Exercise aim » Word for word, transcribe all of the records.

Material for this task »
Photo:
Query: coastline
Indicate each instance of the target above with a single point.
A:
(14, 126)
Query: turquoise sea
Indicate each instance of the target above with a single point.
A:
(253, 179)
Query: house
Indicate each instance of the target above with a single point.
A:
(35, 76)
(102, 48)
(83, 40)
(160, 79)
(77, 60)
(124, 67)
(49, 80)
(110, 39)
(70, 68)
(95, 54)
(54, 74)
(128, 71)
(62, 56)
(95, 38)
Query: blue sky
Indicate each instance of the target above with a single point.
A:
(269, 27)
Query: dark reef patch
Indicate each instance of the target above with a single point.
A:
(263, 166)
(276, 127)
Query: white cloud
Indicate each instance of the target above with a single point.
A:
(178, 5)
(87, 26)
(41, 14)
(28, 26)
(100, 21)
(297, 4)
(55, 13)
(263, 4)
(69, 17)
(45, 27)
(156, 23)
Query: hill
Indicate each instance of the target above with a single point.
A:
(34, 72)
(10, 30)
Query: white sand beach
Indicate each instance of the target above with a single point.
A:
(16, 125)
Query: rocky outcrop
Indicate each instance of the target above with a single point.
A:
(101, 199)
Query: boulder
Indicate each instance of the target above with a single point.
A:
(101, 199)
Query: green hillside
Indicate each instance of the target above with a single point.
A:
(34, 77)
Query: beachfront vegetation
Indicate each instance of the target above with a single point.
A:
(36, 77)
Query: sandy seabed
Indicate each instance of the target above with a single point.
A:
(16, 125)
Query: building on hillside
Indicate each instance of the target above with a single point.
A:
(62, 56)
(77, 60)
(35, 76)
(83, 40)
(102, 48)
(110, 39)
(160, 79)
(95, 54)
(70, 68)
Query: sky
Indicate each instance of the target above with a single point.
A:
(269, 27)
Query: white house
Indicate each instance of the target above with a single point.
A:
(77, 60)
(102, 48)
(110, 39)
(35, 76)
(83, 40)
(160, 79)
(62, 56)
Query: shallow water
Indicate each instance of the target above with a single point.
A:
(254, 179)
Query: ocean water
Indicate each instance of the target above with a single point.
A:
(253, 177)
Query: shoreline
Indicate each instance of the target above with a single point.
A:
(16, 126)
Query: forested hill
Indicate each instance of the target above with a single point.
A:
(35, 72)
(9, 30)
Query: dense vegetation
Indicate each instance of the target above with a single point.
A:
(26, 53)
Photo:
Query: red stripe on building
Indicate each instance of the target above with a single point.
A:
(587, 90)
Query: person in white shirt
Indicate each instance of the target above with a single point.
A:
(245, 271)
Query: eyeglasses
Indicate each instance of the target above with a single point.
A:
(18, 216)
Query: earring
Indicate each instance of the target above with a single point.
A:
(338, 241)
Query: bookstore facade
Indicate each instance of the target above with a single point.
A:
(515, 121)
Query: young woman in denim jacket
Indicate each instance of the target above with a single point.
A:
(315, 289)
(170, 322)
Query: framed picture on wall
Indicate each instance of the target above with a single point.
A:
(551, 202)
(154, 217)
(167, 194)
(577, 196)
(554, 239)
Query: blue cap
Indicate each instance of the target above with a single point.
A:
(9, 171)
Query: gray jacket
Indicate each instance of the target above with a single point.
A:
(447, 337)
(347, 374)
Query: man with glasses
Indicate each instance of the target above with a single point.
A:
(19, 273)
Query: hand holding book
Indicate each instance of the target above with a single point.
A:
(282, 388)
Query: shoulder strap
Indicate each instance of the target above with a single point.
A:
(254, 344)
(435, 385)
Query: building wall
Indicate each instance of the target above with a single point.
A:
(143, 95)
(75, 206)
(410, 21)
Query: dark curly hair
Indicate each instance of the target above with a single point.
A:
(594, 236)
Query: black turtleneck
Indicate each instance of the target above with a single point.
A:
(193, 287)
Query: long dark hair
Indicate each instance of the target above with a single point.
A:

Answer box »
Photo:
Query: coastline
Indicate each instance of the target above with a single point.
A:
(14, 126)
Query: turquoise sea
Indicate each instance of the target above with a single point.
A:
(253, 179)
Query: house
Indicate each instance of the target above with a single point.
A:
(35, 76)
(102, 48)
(83, 40)
(160, 79)
(77, 60)
(124, 67)
(49, 80)
(110, 39)
(70, 68)
(95, 54)
(54, 74)
(128, 71)
(62, 56)
(95, 38)
Query: blue sky
Indicate each instance of the target above with a single point.
A:
(269, 27)
Query: dark reef patch
Indicate each instance of the target above with a single point.
A:
(263, 166)
(276, 127)
Query: white cloud
Indicate each instance of the target above with a single point.
A:
(178, 5)
(87, 26)
(41, 14)
(28, 26)
(100, 21)
(297, 4)
(55, 13)
(263, 4)
(69, 17)
(45, 27)
(156, 23)
Query: hill
Indicate each instance of the target above with a single point.
A:
(34, 72)
(10, 30)
Query: white sand beach
Indicate each instance of the target above with a single point.
A:
(16, 125)
Query: rocky outcrop
Indicate each instance of the target above with a single point.
A:
(101, 199)
Query: boulder
Indicate each instance of the target above with a single point.
A:
(101, 199)
Query: green hillside
Indicate each instance of the target above with a single point.
A:
(34, 77)
Query: beachfront vegetation
Indicate each instance of the target above with a single point.
A:
(36, 77)
Query: sandy seabed
Indicate each instance of the target above with a single point.
A:
(16, 125)
Query: building on hillside
Indicate each instance of the target above with a single point.
A:
(62, 56)
(77, 60)
(35, 76)
(83, 40)
(102, 48)
(110, 39)
(160, 79)
(95, 54)
(70, 68)
Query: sky
Indicate each instance of the target above with a single point.
A:
(269, 27)
Query: white house
Indicate each instance of the target above with a single point.
A:
(77, 60)
(102, 48)
(110, 39)
(35, 76)
(83, 40)
(160, 79)
(62, 56)
Query: shallow water
Indicate each instance of the target above with a single point.
A:
(254, 179)
Query: ocean water
Indicate each instance of the target above with a single point.
A:
(253, 177)
Query: shoreline
Indicate each instance of the target above with a single point.
A:
(16, 126)
Query: forested hill
Indicate each instance of the target above with a single point.
A:
(35, 72)
(9, 30)
Query: dense vegetation
Indicate each instance of the target above with a single point.
A:
(26, 53)
Photo:
Query: red stripe on building
Indicate each instance of the target above with a single point.
A:
(587, 90)
Query: person in white shirt
Indicate each instance of the target above with a single point.
A:
(245, 271)
Query: eyeglasses
Indicate each instance of the target above with a single point.
A:
(18, 216)
Query: earring
Indicate each instance of the target above with a single point.
A:
(338, 241)
Query: bookstore facade
Indicate each instance of the target above with a single point.
A:
(515, 121)
Query: young woman in denim jacket
Indicate each instance of the target above with a single point.
A:
(315, 289)
(170, 322)
Query: framed picture on wall
Indicate each instance of the target above with a single point.
A:
(551, 202)
(154, 217)
(167, 194)
(577, 196)
(554, 239)
Query: blue cap
Indicate each instance of the target above with a single point.
A:
(9, 171)
Query: gray jacket
Indicate each instance of the target above with a single point.
A:
(447, 337)
(347, 374)
Query: man with glasses
Indicate each instance of the target above with a single point.
A:
(19, 273)
Query: hand holding book
Indicate each instance of the target above with a single point.
A:
(282, 388)
Query: shoulder strap
Indicate each instance of the target above with a single point.
A:
(254, 344)
(435, 385)
Query: building wall
Indicate each instance of the target above with a single point.
A:
(143, 95)
(75, 206)
(410, 21)
Query: dark curly hair
Indicate each instance of the target above with a single point.
A:
(594, 236)
Query: black turtleneck
Indicate each instance of the target above with a single point.
A:
(193, 287)
Query: long dark hair
Indicate each instance of the target above with a single point.
A:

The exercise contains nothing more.